* Required work *
Each record below needs to be written out exactly as it appears.

* Provided records *
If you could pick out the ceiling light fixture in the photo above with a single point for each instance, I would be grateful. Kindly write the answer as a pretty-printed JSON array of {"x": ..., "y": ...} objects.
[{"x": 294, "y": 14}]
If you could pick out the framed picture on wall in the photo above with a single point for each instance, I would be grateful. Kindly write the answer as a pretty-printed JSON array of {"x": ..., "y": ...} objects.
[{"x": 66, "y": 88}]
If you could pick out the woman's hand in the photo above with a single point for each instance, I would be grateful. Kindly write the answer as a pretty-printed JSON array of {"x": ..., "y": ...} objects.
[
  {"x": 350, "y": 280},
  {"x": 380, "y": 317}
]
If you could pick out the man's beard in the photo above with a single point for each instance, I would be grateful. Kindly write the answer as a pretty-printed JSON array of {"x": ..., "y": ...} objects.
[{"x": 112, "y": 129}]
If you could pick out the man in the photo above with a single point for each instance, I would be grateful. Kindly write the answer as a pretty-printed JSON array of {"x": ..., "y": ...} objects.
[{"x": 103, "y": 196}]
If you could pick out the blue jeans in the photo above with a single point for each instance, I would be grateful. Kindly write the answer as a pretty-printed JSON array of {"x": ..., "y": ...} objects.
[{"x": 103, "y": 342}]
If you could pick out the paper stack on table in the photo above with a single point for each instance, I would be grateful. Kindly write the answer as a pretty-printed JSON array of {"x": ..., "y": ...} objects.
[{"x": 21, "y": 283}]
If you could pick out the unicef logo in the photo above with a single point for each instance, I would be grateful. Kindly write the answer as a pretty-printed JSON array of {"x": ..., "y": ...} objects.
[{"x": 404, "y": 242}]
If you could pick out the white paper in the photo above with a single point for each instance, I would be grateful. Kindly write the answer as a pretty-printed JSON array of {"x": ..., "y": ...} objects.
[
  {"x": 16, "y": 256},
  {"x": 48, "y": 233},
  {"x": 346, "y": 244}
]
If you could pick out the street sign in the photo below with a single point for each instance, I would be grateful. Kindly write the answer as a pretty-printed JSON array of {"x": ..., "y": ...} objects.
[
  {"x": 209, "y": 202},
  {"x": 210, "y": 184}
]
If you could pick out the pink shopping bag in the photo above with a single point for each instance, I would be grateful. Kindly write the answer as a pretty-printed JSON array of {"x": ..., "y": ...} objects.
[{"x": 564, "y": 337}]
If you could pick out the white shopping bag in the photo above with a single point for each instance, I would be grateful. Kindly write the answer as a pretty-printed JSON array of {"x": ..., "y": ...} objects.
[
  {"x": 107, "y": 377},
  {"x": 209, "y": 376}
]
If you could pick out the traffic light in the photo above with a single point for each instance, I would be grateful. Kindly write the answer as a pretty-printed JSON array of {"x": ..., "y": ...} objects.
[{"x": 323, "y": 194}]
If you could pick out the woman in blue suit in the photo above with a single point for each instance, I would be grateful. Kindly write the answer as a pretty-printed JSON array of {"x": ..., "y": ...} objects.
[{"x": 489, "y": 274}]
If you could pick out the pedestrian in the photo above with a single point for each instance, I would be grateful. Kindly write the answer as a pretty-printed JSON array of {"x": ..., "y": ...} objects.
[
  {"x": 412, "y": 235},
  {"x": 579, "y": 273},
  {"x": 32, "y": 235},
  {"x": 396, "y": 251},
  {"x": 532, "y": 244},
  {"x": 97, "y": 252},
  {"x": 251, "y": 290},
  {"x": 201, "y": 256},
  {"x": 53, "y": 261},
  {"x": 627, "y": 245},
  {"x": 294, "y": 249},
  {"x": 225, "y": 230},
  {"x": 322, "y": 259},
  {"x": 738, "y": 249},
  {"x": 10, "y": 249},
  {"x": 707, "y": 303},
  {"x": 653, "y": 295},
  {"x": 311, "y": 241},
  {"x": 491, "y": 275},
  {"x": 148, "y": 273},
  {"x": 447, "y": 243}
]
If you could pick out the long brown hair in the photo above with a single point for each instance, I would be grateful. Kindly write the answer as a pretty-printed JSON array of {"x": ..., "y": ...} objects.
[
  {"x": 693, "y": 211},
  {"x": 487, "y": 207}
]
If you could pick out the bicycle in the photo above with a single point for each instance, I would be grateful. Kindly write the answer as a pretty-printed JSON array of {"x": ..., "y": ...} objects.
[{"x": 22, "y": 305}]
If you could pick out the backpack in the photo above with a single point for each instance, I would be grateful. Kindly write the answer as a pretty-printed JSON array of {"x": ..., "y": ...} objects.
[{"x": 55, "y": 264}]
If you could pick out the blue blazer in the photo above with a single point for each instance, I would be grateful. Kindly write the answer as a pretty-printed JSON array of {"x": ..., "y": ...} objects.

* Expected answer *
If you could pick out the ceiling light fixture in the photo above with a single point for each instance, I would be grateful. Kindly write the answer as a pretty-printed JSON array of {"x": ..., "y": ...} objects.
[{"x": 294, "y": 14}]
If you could pick out the framed picture on wall in the photo above with a single point for each instance, I would be grateful. Kindly write the answer as a pretty-printed JSON array of {"x": ..., "y": ...} objects.
[{"x": 66, "y": 88}]
If you could pick out the woman's hand in the photo above with a single point for each instance, I would be grateful. Kindly write the answer as a pretty-printed JSON array of {"x": ..., "y": ...} objects.
[
  {"x": 350, "y": 280},
  {"x": 380, "y": 317}
]
If you could pick out the man's beard in the photo above with a single point for each instance, I would be grateful. Kindly write the answer as a pretty-printed JSON array of {"x": ..., "y": ...} objects.
[{"x": 112, "y": 129}]
If you could pick out the man in the photo above with a single point for each instance, I would be grateful. Kindly write the answer as a pretty-printed JSON array of {"x": ..., "y": ...} objects.
[{"x": 103, "y": 196}]
If you could pick out the blue jeans in the photo above with a single point for each instance, I would be grateful. Kindly write the answer as a pretty-printed JSON array of {"x": ..., "y": ...} objects.
[{"x": 103, "y": 342}]
If you could pick out the paper stack on table in the photo above with a single point for each instance, I would be grateful. Kindly write the answer as a pretty-printed JSON array of {"x": ..., "y": ...} objects.
[{"x": 21, "y": 283}]
If you could pick out the unicef logo in the photo above with a single point for each instance, I would be grateful. Kindly write the answer as a pretty-printed JSON array of {"x": ..., "y": ...} objects.
[{"x": 404, "y": 242}]
If you could pick out the white paper in the photo above with a single point for each instance, I would be grateful. Kindly write the answer as a pretty-printed JSON array of {"x": ..., "y": ...} objects.
[
  {"x": 16, "y": 256},
  {"x": 48, "y": 233},
  {"x": 346, "y": 244}
]
If you could pick out the street sign in the photo below with a single point for each instance, I would be grateful. Kindly write the answer as a pretty-printed JSON array of {"x": ..., "y": ...} objects.
[
  {"x": 209, "y": 202},
  {"x": 210, "y": 184}
]
If you could pick out the pink shopping bag in the photo above with a single point for each instance, I would be grateful. Kindly write the answer as a pretty-printed JSON array of {"x": ..., "y": ...} objects.
[{"x": 564, "y": 337}]
If you could pick out the white shopping bag in the photo above with a single point for each instance, I would be grateful. Kindly write the answer as a pretty-printed JSON array of {"x": ..., "y": ...} objects.
[
  {"x": 107, "y": 377},
  {"x": 209, "y": 376}
]
If you could pick out the traffic light in the photo above with a single point for each instance, I would be grateful. Kindly write the answer as a pretty-printed JSON array of {"x": ..., "y": ...} objects.
[{"x": 323, "y": 194}]
If you could pick out the woman in blue suit in the photo above with a single point for each instance, I would be grateful. Kindly write the answer as a pretty-printed JSON array of {"x": ..., "y": ...} objects.
[{"x": 489, "y": 274}]
If you could pick out the pedestrian in the photo above with a single point for each instance, I would be grateful. Kindly write the answer as a pretty-printed JSON array of {"x": ..., "y": ...} objects.
[
  {"x": 412, "y": 235},
  {"x": 579, "y": 273},
  {"x": 32, "y": 235},
  {"x": 396, "y": 251},
  {"x": 532, "y": 244},
  {"x": 97, "y": 252},
  {"x": 251, "y": 290},
  {"x": 201, "y": 256},
  {"x": 53, "y": 261},
  {"x": 627, "y": 245},
  {"x": 294, "y": 249},
  {"x": 225, "y": 230},
  {"x": 322, "y": 259},
  {"x": 738, "y": 249},
  {"x": 10, "y": 249},
  {"x": 707, "y": 303},
  {"x": 653, "y": 295},
  {"x": 311, "y": 241},
  {"x": 491, "y": 275},
  {"x": 148, "y": 273},
  {"x": 447, "y": 243}
]
If you could pick out the long brown hair in the photo above with a single point for each instance, I would be grateful. Kindly write the answer as a pretty-printed JSON array of {"x": ..., "y": ...} objects.
[
  {"x": 693, "y": 211},
  {"x": 487, "y": 207}
]
If you could pick out the bicycle in the photo above with a single point for each instance, I would be grateful. Kindly write the answer as a pretty-printed JSON array of {"x": ..., "y": ...} objects.
[{"x": 22, "y": 305}]
If you could pick out the backpack in the photo above with a single point for each instance, I would be grateful. Kindly write the answer as a pretty-printed JSON array of {"x": ..., "y": ...} objects.
[{"x": 55, "y": 264}]
If you could pick out the blue blazer in the photo above with a single point for each instance, I would be grateful. Kindly write the answer as a pretty-printed JSON array of {"x": ..., "y": ...} objects.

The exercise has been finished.